Records supplied
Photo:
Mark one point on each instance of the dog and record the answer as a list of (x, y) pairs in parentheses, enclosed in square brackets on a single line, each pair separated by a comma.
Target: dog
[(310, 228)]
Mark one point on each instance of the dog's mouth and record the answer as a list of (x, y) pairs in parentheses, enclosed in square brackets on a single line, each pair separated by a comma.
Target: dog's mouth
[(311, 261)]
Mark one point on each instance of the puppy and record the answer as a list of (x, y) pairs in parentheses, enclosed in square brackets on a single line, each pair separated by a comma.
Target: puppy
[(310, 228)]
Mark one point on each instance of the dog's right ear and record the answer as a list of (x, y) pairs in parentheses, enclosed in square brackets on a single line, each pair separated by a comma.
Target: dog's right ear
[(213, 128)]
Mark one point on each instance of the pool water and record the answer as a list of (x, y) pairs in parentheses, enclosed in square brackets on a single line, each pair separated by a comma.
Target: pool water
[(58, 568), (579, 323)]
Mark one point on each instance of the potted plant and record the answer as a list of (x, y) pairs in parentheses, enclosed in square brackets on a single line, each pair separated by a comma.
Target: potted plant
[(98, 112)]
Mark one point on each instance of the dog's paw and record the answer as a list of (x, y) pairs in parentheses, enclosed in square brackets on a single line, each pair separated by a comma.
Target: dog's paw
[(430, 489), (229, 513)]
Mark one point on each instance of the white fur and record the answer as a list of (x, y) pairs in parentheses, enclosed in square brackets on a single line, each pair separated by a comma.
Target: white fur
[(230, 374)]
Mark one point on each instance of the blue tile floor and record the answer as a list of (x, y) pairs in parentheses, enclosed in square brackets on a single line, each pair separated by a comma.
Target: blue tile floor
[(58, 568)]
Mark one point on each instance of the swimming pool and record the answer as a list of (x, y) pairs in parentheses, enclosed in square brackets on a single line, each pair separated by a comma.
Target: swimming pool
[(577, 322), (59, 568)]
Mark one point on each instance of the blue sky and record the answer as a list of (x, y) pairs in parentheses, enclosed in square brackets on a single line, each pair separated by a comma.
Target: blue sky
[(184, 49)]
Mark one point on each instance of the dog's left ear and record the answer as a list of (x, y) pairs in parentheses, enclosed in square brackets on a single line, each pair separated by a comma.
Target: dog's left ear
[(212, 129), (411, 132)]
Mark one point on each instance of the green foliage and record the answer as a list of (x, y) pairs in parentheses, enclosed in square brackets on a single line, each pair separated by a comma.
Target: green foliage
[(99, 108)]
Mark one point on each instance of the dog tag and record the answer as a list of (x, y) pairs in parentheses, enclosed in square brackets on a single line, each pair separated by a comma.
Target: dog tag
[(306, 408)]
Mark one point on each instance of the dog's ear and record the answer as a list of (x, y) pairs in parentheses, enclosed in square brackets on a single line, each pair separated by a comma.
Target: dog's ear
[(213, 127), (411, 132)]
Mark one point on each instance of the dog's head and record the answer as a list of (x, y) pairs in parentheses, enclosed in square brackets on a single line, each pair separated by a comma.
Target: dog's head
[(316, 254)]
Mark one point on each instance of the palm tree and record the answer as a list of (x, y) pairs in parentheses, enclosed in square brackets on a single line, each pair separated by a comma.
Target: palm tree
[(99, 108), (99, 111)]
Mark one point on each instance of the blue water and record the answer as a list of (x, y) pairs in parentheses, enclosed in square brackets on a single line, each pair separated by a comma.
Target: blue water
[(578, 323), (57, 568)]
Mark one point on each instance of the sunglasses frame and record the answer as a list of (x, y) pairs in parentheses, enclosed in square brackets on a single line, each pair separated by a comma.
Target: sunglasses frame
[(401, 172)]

What the exercise asks
Reproduce every entry above with each instance of "Target" changed to "Label". Keep everything else identical.

Written response
Photo:
Mark one point on each instance of the dog and record the answer as a list of (x, y) pairs in parentheses, enclosed in square brackets on a single line, each pair separated by a comma.
Label: dog
[(310, 228)]
Mark one point on each instance of the dog's mouth and record the answer as a list of (x, y) pairs in parentheses, enclosed in square brackets on a single line, each pair separated by a comma.
Label: dog's mouth
[(311, 261)]
Mark one point on each instance of the puppy and record the answer as a list of (x, y) pairs in parentheses, enclosed in square brackets on a single line, each pair separated by a comma.
Label: puppy
[(310, 228)]
Mark one point on each instance of the dog's right ear and record the answer as a list of (x, y) pairs in parentheses, enclosed in square brackets on a single line, each pair separated by a comma.
Label: dog's right ear
[(213, 128)]
Mark one point on each instance of the pool water and record the answer as a list of (x, y) pairs in parentheses, enclosed in square brackets on a single line, each pair separated by a comma.
Label: pool water
[(58, 568), (579, 323)]
Mark one point on each instance of the potted plant and record the answer as a list of (x, y) pairs in parentheses, enclosed in square brackets on a single line, each pair separated by a comma.
Label: potted plant
[(98, 112)]
Mark one point on each instance of the dog's paw and record the answer as a list of (x, y) pairs in parentheses, enclosed in square brackets on a single line, each pair separated by a comma.
Label: dog's paw
[(430, 489), (229, 513)]
Mark one point on each instance of the white fur and record the answer as a list of (x, y) pairs in parentheses, enclosed in square brackets on a single line, each pair separated by a comma.
Label: white fur
[(230, 374)]
Mark one point on each instance of the blue tile floor and record the answer as a list of (x, y) pairs in parentheses, enclosed in square brackets on a single line, each pair separated by a comma.
Label: blue tile floor
[(58, 568)]
Mark one point on each instance of the swimming pool and record the answer as a list of (x, y) pairs in parentheses, enclosed in square brackets on a single line, each pair separated by a comma.
Label: swimming pool
[(577, 322), (59, 568)]
Mark one point on each instance of the blue sky and record the answer as a list of (x, y) pairs in parentheses, enclosed in square brackets on a single line, each pair separated by a comma.
Label: blue sky
[(184, 49)]
Mark one point on each instance of the dog's left ear and record the answer as a list of (x, y) pairs in parentheses, enclosed in square brackets on a single line, each pair separated by a comma.
Label: dog's left ear
[(212, 129), (411, 132)]
Mark one point on each instance of the green foliage and record the answer as a list of (x, y) pairs in parentheses, enclosed in square brackets on a single line, each pair separated by a comma.
Label: green foliage
[(99, 108)]
Mark one point on each instance of the dog tag and record the answer as a list of (x, y) pairs in parentheses, enclosed in square brackets on a single line, each pair separated by a comma.
Label: dog tag
[(306, 408)]
Mark one point on each instance of the dog's ear and record the answer as a list of (x, y) pairs in parentheses, enclosed in square brackets on a single line, each pair separated by a comma.
Label: dog's ear
[(213, 127), (411, 132)]
Mark one point on each instance of the dog's head and record the answer as a list of (x, y) pairs in parentheses, enclosed in square brackets on a single line, each pair separated by a comma.
Label: dog's head
[(316, 254)]
Mark one point on each instance of the palm tree and record the answer as a list of (x, y) pairs in parentheses, enclosed in square brackets on a single line, each pair separated by a comma.
Label: palm tree
[(99, 108), (99, 111)]
Mark one point on each instance of the blue water and record the answer as a list of (x, y) pairs in parentheses, enclosed in square brackets on a single line, each pair separated by a comma.
Label: blue water
[(578, 323), (57, 568)]
Mark one point on each instance of the sunglasses frame and record the answer as a list of (x, y) pairs in parentheses, enclosed in square brackets on a single line, each pair separated by a comma.
Label: sunglasses frame
[(401, 172)]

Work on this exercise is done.